═════ Dataset excerpts ═════

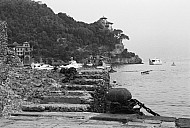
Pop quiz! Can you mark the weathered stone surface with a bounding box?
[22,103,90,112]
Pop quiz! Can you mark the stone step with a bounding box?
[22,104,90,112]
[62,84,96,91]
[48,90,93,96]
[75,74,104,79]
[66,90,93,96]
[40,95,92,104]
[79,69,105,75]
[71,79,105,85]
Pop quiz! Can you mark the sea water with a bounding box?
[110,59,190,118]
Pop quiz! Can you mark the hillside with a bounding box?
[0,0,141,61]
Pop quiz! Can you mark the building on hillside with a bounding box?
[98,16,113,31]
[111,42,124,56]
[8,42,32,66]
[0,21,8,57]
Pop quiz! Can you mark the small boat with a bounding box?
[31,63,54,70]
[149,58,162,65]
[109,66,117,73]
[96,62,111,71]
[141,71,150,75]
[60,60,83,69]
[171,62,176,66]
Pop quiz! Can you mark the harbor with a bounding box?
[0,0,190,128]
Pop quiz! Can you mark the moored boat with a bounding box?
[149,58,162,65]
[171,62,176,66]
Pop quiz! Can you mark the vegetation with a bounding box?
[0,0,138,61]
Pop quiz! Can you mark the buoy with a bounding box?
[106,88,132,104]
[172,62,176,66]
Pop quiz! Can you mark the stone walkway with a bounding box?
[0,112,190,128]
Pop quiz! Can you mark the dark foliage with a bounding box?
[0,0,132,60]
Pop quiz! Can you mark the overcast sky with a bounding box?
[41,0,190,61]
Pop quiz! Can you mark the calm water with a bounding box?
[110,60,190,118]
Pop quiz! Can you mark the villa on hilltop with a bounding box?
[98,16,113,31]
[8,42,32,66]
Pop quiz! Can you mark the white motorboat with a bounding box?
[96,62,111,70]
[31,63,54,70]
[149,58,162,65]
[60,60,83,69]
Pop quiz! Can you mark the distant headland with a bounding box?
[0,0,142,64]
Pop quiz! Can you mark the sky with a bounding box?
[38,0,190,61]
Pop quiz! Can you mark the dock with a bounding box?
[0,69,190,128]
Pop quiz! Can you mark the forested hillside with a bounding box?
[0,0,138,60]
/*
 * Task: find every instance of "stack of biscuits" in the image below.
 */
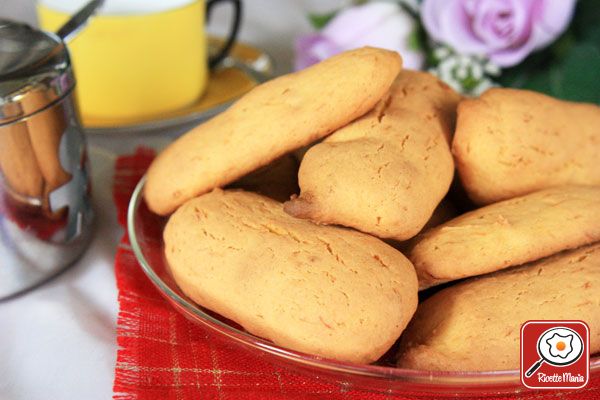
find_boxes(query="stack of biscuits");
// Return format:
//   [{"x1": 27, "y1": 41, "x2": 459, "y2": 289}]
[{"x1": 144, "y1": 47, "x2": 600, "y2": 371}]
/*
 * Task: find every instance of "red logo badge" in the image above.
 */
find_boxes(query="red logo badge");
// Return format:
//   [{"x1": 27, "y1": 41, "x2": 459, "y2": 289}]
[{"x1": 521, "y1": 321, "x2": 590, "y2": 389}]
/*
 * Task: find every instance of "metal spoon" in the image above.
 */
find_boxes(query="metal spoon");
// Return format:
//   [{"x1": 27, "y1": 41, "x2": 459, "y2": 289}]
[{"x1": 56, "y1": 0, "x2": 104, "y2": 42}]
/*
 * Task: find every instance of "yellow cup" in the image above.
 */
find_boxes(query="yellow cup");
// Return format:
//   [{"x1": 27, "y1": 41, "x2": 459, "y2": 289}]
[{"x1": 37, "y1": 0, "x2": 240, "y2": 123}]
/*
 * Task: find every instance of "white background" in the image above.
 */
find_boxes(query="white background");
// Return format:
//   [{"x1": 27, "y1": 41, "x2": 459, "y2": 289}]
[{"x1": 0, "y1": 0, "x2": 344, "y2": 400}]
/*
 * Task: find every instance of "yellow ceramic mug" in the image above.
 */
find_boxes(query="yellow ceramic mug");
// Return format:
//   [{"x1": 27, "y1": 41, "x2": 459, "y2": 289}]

═════
═════ Dataset excerpts ═════

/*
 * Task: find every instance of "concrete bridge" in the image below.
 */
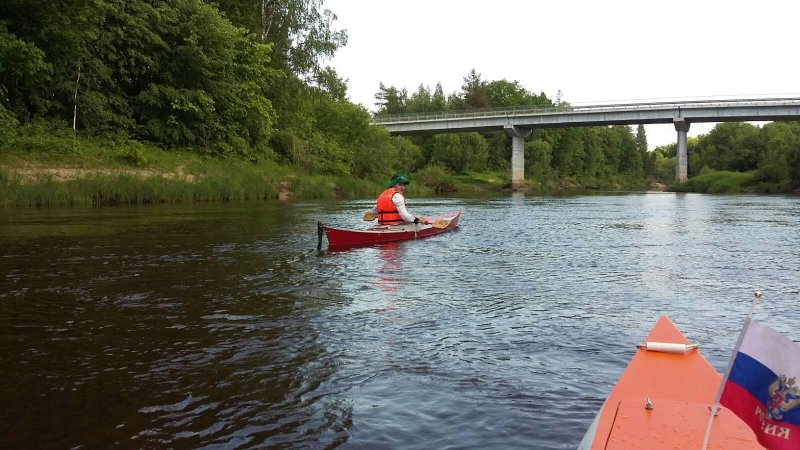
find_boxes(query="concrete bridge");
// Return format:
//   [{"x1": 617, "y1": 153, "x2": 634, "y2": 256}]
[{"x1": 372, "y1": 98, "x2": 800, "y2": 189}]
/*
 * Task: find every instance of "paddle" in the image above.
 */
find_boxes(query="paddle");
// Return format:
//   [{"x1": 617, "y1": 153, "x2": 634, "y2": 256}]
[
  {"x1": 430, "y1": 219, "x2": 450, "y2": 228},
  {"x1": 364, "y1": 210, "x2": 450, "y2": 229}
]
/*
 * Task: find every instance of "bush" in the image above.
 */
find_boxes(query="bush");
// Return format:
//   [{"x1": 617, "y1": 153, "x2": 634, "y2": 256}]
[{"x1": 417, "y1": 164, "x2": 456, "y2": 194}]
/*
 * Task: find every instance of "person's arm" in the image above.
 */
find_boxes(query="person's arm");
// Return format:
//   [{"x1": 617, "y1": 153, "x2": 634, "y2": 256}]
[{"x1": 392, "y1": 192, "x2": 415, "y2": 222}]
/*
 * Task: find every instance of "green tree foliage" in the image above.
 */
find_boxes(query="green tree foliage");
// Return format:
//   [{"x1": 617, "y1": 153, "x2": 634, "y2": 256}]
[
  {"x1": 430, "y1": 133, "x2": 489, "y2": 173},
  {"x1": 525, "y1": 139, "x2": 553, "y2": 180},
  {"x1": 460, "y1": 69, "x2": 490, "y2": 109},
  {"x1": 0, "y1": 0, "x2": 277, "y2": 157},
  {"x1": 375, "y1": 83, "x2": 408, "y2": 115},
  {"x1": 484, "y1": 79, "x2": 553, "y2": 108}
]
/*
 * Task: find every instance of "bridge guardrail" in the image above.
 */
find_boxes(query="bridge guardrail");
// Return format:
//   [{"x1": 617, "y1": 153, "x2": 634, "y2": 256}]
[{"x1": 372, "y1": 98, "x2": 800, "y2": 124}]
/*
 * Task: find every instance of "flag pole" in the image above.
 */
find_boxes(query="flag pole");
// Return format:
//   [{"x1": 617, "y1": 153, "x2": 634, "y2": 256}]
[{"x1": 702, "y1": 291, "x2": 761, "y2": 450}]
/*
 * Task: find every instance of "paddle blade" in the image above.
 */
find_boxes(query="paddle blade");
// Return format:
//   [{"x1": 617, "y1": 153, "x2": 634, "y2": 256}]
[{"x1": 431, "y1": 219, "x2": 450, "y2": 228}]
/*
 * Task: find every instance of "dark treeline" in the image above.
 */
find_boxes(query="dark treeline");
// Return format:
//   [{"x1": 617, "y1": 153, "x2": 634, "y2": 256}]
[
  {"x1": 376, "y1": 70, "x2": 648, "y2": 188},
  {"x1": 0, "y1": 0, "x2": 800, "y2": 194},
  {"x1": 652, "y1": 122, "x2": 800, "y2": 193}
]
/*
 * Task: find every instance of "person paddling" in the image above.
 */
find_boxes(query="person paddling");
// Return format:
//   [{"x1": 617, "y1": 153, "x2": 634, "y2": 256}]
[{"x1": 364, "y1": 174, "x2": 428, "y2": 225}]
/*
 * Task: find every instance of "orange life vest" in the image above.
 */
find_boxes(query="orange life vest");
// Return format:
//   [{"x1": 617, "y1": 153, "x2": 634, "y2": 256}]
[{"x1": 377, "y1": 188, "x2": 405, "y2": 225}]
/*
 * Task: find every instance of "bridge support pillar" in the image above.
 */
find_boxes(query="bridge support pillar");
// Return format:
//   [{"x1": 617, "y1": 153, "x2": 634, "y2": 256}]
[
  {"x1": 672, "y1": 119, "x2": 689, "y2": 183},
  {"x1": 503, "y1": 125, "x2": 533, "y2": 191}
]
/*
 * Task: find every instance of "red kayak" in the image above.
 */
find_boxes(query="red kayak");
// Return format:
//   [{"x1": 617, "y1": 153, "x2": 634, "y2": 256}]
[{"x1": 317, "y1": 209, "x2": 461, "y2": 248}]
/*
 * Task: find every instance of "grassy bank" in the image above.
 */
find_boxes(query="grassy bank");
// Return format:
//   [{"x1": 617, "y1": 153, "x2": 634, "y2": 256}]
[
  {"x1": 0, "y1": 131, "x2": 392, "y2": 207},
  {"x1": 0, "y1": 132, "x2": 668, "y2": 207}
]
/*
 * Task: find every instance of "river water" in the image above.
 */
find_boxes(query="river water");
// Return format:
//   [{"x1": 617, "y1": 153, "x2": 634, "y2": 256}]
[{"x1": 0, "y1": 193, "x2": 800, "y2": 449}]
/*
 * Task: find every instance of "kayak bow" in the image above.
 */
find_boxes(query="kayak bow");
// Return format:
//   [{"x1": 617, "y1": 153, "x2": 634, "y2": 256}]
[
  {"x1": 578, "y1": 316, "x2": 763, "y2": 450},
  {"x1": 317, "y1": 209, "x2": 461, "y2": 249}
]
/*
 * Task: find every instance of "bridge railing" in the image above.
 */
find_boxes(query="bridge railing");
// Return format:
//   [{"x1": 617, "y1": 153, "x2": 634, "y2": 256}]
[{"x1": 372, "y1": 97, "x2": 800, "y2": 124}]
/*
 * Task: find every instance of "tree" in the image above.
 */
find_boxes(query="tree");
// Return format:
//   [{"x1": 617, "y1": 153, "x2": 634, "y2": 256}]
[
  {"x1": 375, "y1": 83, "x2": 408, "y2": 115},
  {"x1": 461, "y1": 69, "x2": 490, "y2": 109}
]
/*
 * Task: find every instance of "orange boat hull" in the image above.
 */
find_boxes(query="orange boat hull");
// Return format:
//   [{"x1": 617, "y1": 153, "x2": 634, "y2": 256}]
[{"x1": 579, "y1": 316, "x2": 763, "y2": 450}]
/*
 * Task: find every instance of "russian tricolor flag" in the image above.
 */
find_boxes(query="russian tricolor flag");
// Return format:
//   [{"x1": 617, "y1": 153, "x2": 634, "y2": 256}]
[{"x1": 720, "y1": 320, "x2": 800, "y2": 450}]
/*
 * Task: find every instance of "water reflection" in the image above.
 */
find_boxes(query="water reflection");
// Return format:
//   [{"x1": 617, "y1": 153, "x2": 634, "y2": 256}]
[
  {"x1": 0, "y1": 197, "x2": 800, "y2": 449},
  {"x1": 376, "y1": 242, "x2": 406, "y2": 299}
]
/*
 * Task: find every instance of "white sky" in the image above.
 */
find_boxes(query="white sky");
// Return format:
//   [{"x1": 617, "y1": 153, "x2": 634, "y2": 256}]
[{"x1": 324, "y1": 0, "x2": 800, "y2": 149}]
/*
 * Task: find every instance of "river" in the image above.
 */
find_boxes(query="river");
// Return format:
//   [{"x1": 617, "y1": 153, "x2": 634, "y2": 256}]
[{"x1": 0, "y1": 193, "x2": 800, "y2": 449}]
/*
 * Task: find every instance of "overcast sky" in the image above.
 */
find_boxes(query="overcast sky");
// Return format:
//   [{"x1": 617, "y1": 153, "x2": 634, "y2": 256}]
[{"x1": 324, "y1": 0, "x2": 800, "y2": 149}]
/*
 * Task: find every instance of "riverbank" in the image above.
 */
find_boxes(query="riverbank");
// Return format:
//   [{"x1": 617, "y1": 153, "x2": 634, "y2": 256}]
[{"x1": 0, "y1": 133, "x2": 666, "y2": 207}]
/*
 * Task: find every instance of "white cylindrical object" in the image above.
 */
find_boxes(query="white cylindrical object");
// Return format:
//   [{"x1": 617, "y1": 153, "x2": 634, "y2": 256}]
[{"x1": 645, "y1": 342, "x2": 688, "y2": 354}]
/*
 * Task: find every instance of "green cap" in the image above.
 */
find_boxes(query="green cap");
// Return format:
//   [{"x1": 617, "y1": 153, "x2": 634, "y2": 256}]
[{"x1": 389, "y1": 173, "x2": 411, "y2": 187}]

═════

Edit the listing from the line containing "Pop quiz! Can you mark the weathered" through the line containing "[0,0,138,60]", substituting "rectangle" for every occurrence of "bounding box" and leaving everything else unchanged. Return only those lines.

Pop quiz! Can you mark the weathered stone surface with a rectangle?
[22,103,90,112]
Pop quiz! Can you mark the stone step with a rectangle?
[22,104,90,112]
[62,84,96,91]
[48,90,93,96]
[75,74,104,79]
[66,90,93,96]
[40,95,92,104]
[79,69,105,75]
[71,79,105,85]
Pop quiz! Can you mark the sea water with a rectangle?
[110,59,190,118]
Pop quiz! Can you mark the hillside with a rectangle?
[0,0,141,61]
Pop quiz! Can you mark the building on hillside with a rectangle?
[98,16,113,31]
[111,42,124,56]
[8,42,32,66]
[0,21,8,57]
Pop quiz! Can you mark the small boat with a rectangle?
[31,63,54,70]
[149,58,162,65]
[109,66,117,73]
[96,62,111,71]
[141,71,150,75]
[60,60,83,69]
[171,62,176,66]
Pop quiz! Can you mark the harbor with a rectangle?
[0,0,190,128]
Pop quiz! Can you mark the moored boat with a rectangle?
[149,58,162,65]
[171,62,176,66]
Pop quiz! Can you mark the vegetation with a rectangle?
[0,0,138,61]
Pop quiz! Can you mark the buoy with a rectangle?
[106,88,132,104]
[172,62,176,66]
Pop quiz! Can you mark the stone walkway with a rectangle?
[0,112,190,128]
Pop quiz! Can you mark the dark foliage with a rectangle?
[0,0,132,60]
Pop quiz! Can you mark the overcast sky with a rectangle?
[41,0,190,61]
Pop quiz! Can you mark the calm water with a rectangle?
[110,60,190,118]
Pop quiz! Can you mark the villa on hilltop with a rectangle?
[98,16,113,31]
[8,42,32,66]
Pop quiz! Can you mark the white motorboat with a rectangle?
[96,62,111,70]
[31,63,54,70]
[149,58,162,65]
[60,60,83,69]
Pop quiz! Can you mark the distant headland with a rectangle?
[0,0,142,64]
Pop quiz! Can you mark the sky with a rectangle?
[38,0,190,61]
Pop quiz! Can you mark the dock with a rectangle?
[0,69,190,128]
Pop quiz! Can you mark the forested hillside with a rectangle?
[0,0,138,60]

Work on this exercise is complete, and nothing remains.